■ **Exercise directions**: Copy the part of the Copake auction post that opens with the words containing "The TOC stuff" and closes with "nice mancave decorations.", substituting "man cave" for "mancave".

# Copake Observations



## Freqman1 (Jun 27, 2021)

So I sat through about seven hours of the auction as I waited on a few items I was interested in. I had pre-bid through Hi-Bid on about eight items and by the time the auction started I was already outbid on all but three. Overall there were no "must haves" for me in this auction. This session was really light on quality balloon stuff but the star of the show here was the '39 Zep (Lot 88) that was hammered for $8250. Regardless of which bid service you used that brought the take home price real close to $10k if not above. That has to be a new record for a Zep. A surprise to me was the girls Columbia (Lot 76). No doubt an outstanding, nice, original bike which was hammered for $2500 so about $3000 by the time you get it home. The '37 Dayton Super Streamline (Lot 107) went for $4000. I personally think this bike is bogus and evidently there was enough concern among other collectors to temper the bidding on this one as well. The Clipper (Lot 105) was something of a surprise to me. Not a bad looking restoration but the colors looked off to me but that didn't stop it from hitting $3000 when these usually struggle to get close to that. There wasn't much else balloon wise but I think someone did ok on Lot 477a which was a ratty prewar boys Columbia but it did have a ND 2 speed an a decent looking Seiss or Delta aluminum battery tube for $675.

The auction featured a lot of high end road bikes and it appeared to me that the truly vintage stuff sold pretty good although there were more than a few bargains in their as well such as the R.O. Harrison (Lot 364) which went for $675 which brings me to my one gripe about the auction--my bid button froze two times during the auction and this was one of those times. The other time was on the AMF Gloria (Lot 67) which went for $1200. I was also interested in the Cambio Corsa equipped bikes. The poorly restored Bianchi (Lot 69) went for $1400 which I don't think was a bad price but I already have one. The Gerbi (Lot 275) went for $2400 which by the time you got done with fees I feel was about market correct for a rare and original bike. Some of the newer high end stuff was downright bargains. The one real surprise to me here was the Rene Herse bike (Lot 376) that brought $4250.

The TOC stuff is out of my wheelhouse for the most part but looked like a mix as well. I thought the Apex (Lot 237) was pretty cool as did bidders who took it to $1600. The Columbia All-Brite (Lot 14) went for $4250 which I thought was a good buy. The Star Pony (Lot 38) looked like a nice bike and hit $7000 which I thought may have been a good buy as well. Some of the lesser stuff I thought sold about market if not a little above. 

Lastly was parts, ephemera, and ride on toys. I really wasn't interested in too much here. Always a mixed bag when you have lots that have that one item that people really want. Although I like tricycles the ones offered in the auction were mostly restored and I use that word very loosely here as it seems lot of liberties were taken in the transformation of these. Overall I thought they all sold above market  but should make nice mancave decorations. 

I'm looking forward to the fall sale which, unfortunately, is scheduled the same time as MLC. Gonna be hard to multi-task at Bowling Green in Sep! I'd be interested to hear what some of you think about the online auction and particularly if you experienced problem bidding. V/r Shawn


----------



## 100bikes (Jun 27, 2021)

I too sat through the Copake auction. The items I was bidding on were pretty late in the action,
and I actually did win some of them for the price I had wanted- plus the buyers premium.

■ **Supplied material**:
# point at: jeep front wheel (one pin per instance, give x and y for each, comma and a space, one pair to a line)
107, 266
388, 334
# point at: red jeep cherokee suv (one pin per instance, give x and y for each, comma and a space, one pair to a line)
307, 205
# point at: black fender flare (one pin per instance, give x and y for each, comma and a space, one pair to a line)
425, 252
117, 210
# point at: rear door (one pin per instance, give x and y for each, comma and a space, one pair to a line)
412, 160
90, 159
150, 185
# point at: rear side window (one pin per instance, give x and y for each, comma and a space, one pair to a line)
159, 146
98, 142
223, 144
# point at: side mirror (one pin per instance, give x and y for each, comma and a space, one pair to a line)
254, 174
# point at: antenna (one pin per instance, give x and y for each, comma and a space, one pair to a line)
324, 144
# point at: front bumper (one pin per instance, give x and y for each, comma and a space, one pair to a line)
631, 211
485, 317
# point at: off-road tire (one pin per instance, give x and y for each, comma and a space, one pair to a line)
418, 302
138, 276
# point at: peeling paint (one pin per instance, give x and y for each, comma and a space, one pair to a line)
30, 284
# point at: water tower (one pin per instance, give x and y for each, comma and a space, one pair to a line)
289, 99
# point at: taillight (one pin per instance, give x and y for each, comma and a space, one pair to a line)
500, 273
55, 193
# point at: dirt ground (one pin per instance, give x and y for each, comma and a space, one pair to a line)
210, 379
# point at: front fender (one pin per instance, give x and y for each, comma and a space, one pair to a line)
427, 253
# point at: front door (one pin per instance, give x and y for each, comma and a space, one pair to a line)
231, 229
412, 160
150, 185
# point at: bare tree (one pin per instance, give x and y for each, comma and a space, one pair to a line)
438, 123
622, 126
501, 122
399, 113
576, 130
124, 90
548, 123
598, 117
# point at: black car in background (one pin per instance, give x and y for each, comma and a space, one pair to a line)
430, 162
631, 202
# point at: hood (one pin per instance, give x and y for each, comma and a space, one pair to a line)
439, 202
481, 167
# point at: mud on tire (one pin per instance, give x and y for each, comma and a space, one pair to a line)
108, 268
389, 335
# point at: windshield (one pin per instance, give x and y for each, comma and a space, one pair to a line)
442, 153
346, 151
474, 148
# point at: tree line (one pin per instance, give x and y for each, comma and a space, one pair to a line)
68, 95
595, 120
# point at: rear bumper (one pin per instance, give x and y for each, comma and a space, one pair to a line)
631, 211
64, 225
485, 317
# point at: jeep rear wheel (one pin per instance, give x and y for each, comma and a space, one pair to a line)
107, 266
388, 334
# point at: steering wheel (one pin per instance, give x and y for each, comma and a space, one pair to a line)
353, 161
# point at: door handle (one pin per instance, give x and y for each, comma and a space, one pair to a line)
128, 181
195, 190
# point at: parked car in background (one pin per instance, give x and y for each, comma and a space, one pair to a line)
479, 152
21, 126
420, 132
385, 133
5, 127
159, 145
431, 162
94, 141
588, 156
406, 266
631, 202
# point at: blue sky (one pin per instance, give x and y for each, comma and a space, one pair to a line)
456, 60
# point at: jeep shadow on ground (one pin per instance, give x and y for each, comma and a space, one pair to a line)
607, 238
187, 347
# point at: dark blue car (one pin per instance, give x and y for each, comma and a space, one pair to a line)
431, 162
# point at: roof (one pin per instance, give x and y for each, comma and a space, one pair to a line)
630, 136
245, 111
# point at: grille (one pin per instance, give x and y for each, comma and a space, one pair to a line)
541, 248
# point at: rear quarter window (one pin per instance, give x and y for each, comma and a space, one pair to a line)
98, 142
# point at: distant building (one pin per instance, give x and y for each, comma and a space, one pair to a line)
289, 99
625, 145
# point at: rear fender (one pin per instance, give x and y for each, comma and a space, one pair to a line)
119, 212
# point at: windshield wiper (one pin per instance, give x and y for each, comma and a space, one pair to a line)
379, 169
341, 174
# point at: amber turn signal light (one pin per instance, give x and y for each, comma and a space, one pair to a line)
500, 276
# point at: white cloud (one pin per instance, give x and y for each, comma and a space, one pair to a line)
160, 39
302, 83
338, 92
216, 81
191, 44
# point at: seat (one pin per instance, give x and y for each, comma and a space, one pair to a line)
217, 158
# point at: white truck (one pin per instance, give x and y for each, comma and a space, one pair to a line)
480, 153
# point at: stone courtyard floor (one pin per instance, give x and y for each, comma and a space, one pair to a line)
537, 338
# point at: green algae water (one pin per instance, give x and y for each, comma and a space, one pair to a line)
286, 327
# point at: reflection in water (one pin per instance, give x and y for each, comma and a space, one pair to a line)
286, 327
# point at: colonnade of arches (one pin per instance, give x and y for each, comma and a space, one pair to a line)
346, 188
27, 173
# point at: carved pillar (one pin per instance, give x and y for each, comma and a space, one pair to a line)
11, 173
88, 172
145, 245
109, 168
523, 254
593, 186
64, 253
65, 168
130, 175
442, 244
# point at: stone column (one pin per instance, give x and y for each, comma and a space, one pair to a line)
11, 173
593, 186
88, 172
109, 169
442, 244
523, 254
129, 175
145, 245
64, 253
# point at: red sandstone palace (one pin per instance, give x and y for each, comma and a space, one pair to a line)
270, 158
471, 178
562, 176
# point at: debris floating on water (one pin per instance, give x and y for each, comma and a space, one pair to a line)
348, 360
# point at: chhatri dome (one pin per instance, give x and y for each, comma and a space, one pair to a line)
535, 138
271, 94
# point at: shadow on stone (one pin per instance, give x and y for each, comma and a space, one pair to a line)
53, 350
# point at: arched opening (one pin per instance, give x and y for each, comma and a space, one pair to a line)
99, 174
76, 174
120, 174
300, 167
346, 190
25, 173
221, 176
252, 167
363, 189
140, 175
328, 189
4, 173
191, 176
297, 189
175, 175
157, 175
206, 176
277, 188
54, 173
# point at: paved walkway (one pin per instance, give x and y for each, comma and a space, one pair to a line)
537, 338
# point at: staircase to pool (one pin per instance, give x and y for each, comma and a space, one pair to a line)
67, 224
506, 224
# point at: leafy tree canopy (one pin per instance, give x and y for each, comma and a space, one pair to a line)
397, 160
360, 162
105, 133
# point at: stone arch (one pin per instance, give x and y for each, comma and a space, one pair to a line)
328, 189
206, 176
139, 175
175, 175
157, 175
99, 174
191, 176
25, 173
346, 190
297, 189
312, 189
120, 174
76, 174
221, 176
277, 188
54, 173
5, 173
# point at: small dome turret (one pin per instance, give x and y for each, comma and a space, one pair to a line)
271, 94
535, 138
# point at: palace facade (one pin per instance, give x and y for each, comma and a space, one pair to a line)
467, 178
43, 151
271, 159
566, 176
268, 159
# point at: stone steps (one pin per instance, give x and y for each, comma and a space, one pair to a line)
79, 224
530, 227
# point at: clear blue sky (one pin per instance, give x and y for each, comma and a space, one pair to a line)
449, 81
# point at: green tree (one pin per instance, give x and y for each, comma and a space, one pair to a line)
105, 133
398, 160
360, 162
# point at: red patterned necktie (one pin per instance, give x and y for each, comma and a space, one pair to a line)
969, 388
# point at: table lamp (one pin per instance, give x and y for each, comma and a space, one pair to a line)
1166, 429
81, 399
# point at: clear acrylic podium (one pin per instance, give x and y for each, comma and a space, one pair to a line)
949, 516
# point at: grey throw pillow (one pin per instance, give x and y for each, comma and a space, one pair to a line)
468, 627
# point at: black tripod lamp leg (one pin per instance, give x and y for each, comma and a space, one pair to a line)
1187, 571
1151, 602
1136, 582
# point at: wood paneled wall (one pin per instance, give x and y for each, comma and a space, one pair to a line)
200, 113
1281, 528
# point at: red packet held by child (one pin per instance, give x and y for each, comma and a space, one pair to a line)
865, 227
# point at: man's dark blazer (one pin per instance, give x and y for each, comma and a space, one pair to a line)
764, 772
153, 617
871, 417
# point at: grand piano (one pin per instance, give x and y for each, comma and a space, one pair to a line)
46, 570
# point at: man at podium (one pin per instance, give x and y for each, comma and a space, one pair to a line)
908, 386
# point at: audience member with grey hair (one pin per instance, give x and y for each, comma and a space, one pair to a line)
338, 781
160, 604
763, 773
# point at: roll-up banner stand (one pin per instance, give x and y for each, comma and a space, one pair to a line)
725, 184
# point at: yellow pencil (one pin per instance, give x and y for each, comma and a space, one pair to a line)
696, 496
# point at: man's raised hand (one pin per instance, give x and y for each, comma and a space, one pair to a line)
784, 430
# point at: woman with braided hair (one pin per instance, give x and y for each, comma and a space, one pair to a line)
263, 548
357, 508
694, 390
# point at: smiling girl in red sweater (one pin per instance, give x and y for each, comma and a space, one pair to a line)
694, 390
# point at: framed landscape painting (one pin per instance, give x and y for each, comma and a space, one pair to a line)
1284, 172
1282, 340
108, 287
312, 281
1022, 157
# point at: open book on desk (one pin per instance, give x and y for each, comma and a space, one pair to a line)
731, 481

■ **Solution for this exercise**:
The TOC stuff is out of my wheelhouse for the most part but looked like a mix as well. I thought the Apex (Lot 237) was pretty cool as did bidders who took it to $1600. The Columbia All-Brite (Lot 14) went for $4250 which I thought was a good buy. The Star Pony (Lot 38) looked like a nice bike and hit $7000 which I thought may have been a good buy as well. Some of the lesser stuff I thought sold about market if not a little above. 

Lastly was parts, ephemera, and ride on toys. I really wasn't interested in too much here. Always a mixed bag when you have lots that have that one item that people really want. Although I like tricycles the ones offered in the auction were mostly restored and I use that word very loosely here as it seems lot of liberties were taken in the transformation of these. Overall I thought they all sold above market  but should make nice man cave decorations.